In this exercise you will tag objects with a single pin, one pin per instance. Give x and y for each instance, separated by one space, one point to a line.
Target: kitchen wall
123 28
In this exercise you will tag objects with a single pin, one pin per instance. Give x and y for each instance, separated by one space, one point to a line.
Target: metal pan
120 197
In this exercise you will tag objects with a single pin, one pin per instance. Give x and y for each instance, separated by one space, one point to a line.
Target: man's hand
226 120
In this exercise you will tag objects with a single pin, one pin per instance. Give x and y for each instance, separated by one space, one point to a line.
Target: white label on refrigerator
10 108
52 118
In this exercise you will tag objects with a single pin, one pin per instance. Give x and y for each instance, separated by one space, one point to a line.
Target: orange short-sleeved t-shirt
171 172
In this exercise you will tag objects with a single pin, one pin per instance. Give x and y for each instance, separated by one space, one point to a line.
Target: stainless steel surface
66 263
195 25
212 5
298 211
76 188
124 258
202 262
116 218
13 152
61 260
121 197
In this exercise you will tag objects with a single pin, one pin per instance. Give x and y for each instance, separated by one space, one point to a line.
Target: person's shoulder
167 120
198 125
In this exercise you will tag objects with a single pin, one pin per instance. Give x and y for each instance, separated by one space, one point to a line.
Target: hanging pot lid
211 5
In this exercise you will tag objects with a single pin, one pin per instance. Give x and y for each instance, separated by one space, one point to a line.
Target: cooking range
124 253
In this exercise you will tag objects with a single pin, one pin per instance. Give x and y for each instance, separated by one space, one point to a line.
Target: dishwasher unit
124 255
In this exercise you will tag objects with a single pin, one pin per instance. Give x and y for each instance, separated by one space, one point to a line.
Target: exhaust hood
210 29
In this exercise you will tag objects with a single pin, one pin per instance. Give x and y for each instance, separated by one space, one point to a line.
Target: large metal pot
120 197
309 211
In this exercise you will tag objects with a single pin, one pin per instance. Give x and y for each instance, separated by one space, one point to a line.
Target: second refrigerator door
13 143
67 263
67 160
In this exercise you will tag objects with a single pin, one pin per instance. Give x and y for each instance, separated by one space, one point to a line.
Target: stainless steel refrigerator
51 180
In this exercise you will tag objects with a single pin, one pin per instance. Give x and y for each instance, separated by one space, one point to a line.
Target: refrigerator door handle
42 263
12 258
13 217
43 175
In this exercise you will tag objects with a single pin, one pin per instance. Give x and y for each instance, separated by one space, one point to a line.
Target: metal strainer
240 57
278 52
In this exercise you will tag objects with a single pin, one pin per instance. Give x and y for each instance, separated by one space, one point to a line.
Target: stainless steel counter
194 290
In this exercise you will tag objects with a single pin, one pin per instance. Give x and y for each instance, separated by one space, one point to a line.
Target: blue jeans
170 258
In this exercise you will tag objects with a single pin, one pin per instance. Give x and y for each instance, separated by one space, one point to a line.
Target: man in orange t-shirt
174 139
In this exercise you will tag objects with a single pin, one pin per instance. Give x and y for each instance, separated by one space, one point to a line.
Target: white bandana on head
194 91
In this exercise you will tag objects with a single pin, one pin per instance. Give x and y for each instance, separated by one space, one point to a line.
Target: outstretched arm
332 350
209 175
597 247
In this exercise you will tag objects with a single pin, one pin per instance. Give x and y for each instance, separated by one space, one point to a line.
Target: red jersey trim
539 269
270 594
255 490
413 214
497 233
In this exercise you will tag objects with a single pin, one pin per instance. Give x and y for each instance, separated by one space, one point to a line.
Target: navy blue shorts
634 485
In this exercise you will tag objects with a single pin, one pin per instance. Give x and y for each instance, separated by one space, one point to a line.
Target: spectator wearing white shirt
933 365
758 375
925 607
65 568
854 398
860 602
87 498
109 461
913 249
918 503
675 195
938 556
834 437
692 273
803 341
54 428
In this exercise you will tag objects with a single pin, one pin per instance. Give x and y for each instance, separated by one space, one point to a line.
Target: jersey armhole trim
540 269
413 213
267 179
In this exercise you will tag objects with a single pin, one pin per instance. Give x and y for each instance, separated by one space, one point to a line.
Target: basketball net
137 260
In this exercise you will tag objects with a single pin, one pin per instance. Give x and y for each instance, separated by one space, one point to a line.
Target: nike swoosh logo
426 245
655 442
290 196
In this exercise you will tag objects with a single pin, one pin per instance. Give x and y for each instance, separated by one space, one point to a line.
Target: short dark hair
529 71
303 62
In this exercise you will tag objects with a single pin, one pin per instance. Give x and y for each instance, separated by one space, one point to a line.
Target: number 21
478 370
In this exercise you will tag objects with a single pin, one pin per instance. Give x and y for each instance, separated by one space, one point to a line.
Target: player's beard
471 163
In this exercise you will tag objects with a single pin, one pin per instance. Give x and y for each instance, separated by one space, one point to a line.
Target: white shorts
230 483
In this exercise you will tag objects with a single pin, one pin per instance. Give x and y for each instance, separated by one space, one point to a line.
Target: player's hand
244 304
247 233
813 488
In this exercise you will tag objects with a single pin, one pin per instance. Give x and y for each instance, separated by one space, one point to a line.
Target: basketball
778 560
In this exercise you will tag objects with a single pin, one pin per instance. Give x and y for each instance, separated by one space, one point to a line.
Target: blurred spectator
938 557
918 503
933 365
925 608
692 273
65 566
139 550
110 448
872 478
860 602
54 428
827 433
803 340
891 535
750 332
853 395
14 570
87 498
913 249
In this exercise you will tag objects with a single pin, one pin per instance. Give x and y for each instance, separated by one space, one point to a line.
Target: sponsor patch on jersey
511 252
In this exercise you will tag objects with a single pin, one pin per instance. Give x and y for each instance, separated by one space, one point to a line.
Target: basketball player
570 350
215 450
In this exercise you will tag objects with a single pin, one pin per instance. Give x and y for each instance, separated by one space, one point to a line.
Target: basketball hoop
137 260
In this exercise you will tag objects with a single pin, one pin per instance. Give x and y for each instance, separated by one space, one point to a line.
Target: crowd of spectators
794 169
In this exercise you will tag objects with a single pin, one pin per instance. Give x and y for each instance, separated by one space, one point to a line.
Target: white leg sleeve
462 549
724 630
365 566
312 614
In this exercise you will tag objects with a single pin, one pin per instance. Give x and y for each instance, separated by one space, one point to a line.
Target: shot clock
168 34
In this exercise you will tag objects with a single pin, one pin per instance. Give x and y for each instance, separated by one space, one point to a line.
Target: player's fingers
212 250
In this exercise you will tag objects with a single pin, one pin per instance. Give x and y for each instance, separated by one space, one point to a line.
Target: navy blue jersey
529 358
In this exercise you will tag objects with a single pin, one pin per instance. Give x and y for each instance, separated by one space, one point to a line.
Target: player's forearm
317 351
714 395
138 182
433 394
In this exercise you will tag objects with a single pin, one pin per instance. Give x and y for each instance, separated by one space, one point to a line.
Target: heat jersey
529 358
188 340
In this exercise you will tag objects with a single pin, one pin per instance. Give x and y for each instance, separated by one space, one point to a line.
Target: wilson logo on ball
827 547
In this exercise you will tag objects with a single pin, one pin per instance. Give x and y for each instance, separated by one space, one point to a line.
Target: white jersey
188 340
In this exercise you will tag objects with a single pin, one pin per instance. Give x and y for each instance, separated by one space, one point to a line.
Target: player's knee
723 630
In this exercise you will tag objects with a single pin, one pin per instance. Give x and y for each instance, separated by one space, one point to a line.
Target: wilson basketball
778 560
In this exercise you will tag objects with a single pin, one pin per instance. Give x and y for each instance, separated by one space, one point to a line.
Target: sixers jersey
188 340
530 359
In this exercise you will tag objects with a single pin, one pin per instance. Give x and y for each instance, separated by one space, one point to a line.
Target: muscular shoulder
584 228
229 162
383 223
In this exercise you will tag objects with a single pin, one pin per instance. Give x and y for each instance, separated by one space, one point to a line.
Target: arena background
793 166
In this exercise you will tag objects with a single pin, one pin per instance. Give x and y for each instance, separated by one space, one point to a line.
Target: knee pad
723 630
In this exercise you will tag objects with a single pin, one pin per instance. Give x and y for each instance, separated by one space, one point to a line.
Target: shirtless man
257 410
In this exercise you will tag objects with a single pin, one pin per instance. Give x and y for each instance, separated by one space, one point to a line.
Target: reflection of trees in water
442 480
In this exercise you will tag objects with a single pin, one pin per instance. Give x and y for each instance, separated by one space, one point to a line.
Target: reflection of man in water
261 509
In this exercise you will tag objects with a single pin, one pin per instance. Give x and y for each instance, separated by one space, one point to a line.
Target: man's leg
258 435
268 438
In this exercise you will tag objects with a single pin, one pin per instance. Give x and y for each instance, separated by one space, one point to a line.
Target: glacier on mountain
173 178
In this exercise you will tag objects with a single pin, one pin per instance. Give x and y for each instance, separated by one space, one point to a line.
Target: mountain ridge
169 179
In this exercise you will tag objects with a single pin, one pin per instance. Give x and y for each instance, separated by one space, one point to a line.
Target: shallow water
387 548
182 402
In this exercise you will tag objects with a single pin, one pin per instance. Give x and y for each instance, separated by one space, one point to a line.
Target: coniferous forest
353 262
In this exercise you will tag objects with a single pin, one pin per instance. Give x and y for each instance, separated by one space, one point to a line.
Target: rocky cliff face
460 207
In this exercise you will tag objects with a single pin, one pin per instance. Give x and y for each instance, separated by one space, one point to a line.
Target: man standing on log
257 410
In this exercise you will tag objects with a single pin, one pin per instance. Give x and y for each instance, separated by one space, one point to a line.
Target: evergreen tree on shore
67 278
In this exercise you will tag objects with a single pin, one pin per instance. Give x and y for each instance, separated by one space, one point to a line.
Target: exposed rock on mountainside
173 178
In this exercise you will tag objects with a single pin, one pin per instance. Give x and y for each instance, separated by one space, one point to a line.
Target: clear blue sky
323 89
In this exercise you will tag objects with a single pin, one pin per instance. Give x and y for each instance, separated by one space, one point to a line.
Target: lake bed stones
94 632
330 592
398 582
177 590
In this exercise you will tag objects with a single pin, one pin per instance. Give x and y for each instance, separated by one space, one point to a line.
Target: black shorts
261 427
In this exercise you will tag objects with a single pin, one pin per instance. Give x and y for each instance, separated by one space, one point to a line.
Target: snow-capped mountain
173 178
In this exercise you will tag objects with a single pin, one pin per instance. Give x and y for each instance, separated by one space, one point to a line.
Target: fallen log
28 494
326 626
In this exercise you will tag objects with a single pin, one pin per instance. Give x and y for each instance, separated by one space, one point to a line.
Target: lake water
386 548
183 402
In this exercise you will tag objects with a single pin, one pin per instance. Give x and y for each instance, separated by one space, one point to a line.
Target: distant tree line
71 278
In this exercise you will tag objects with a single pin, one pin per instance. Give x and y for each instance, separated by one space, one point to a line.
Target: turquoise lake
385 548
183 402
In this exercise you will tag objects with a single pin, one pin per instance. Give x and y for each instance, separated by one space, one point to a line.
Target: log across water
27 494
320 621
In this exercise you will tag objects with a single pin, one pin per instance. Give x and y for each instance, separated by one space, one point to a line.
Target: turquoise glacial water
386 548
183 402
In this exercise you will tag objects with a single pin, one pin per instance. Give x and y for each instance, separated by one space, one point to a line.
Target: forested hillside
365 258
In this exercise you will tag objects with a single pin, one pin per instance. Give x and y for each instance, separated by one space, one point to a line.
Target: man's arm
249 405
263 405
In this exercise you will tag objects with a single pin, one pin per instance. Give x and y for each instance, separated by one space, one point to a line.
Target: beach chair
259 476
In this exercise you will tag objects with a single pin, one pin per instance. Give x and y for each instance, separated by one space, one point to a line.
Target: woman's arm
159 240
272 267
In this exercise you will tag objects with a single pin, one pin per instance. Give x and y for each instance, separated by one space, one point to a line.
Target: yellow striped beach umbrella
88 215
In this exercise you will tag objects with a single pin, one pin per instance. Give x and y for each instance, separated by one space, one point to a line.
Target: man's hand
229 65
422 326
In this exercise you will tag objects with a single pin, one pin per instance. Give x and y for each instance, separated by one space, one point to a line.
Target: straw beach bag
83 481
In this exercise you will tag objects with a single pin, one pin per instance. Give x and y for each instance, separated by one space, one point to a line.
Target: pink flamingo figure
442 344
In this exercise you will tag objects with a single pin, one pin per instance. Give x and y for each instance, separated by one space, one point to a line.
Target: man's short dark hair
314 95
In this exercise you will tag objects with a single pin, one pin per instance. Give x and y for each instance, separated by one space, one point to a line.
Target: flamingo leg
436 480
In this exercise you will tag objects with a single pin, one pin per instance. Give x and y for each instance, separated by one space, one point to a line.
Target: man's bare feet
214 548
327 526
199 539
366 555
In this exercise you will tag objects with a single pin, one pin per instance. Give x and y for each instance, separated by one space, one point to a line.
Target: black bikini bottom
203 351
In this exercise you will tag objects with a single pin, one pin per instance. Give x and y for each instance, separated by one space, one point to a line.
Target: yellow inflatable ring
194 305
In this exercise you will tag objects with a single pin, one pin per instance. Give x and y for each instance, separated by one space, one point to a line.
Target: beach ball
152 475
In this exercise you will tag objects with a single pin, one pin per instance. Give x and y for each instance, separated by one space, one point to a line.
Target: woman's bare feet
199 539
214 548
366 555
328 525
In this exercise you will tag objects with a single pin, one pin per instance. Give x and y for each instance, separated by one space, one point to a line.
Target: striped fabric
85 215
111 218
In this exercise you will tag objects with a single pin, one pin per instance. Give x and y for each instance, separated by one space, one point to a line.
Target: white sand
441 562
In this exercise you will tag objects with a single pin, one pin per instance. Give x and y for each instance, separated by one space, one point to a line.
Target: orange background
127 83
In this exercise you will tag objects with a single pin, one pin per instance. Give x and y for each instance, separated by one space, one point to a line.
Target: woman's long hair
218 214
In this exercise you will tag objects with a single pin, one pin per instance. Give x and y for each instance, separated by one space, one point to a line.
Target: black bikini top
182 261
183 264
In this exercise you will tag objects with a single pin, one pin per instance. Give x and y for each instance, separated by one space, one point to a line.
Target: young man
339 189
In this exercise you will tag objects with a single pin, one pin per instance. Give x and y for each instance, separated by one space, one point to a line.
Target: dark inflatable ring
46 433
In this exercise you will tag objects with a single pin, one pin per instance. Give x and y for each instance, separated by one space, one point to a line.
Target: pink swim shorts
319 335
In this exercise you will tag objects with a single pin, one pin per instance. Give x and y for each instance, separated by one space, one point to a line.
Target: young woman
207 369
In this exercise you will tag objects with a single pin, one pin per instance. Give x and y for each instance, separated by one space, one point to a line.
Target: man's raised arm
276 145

━━━━━━

The span to print begins at the line containing "Target: dark inflatable ring" and ends at the final line of the entries; print it exactly and print nothing else.

* ANSWER SECTION:
Target: dark inflatable ring
46 433
In this exercise you will tag objects with a single pin, one pin per instance. Give x and y for each instance, separated by one space, one point to a line.
Target: pink swim shorts
319 335
In this exercise you will tag objects with a single pin, one pin per instance. Give x and y for each instance, separated by one space, one point to a line.
Target: young woman
207 369
In this exercise you will tag objects with a single pin, one pin per instance. Give x and y for each instance, separated by one space, one point to a line.
Target: man's raised arm
276 145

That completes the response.